TASK TO CARRY OUT: Extract every line in the rows below that contains the string "grass", and copy each such line in full.

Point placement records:
* START *

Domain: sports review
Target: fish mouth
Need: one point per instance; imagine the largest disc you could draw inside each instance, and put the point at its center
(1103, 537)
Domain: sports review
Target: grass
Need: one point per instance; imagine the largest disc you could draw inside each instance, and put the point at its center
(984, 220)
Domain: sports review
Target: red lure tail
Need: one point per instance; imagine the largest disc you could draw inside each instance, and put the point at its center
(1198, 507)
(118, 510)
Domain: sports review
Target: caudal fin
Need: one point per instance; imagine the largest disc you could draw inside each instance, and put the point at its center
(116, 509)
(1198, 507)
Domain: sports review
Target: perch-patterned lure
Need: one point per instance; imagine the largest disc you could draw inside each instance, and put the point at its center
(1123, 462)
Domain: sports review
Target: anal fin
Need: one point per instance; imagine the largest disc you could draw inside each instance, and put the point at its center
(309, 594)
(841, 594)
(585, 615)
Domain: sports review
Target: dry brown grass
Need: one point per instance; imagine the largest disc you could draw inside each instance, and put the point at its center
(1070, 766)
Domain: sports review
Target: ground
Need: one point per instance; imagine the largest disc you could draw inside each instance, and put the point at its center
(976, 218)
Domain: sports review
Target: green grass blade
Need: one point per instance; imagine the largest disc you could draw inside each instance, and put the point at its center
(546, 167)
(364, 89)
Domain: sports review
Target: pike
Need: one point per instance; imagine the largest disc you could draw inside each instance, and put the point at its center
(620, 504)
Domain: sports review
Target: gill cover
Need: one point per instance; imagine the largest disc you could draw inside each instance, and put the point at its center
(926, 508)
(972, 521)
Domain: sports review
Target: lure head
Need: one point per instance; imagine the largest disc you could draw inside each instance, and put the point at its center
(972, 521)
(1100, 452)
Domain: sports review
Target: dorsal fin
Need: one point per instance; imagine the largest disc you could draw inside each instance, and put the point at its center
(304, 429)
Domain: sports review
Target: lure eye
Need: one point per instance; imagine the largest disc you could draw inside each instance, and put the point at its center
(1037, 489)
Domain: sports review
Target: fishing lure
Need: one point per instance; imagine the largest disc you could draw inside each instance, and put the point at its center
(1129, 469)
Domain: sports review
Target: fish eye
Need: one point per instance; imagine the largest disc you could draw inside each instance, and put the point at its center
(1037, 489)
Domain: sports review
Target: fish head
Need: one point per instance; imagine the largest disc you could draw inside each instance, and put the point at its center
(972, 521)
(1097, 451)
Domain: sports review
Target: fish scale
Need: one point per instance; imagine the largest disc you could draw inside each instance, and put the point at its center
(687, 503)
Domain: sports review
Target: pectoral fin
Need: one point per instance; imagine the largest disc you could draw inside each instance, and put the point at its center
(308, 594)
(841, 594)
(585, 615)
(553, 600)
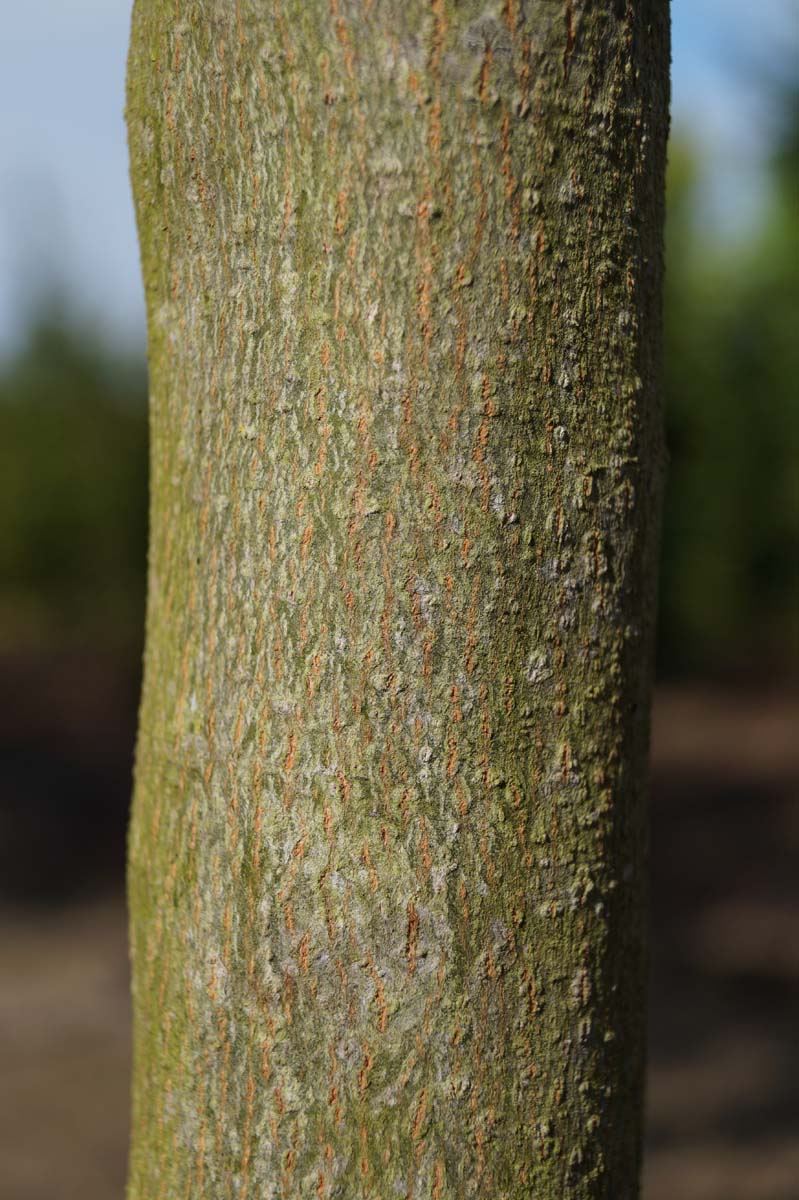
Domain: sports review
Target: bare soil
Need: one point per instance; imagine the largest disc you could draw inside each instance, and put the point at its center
(724, 1080)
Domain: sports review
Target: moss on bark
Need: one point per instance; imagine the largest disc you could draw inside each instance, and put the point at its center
(402, 269)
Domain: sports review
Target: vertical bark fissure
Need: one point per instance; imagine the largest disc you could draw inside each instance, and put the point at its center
(402, 268)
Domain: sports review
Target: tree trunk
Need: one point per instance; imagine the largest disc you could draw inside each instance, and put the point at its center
(402, 268)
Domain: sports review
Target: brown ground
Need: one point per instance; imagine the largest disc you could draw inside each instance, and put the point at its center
(724, 1096)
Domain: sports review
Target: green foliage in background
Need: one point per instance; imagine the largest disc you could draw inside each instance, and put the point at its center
(73, 454)
(730, 583)
(72, 491)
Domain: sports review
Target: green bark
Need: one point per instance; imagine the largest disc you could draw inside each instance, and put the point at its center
(402, 269)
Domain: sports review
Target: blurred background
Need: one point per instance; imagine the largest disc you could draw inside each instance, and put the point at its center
(724, 1096)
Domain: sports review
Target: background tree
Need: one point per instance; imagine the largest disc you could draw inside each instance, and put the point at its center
(402, 268)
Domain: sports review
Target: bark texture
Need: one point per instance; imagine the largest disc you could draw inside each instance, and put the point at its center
(402, 268)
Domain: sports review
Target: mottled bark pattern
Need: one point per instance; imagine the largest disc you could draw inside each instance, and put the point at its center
(402, 265)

* END *

THE RESULT:
Target: grass
Target: dry brown grass
Target: green grass blade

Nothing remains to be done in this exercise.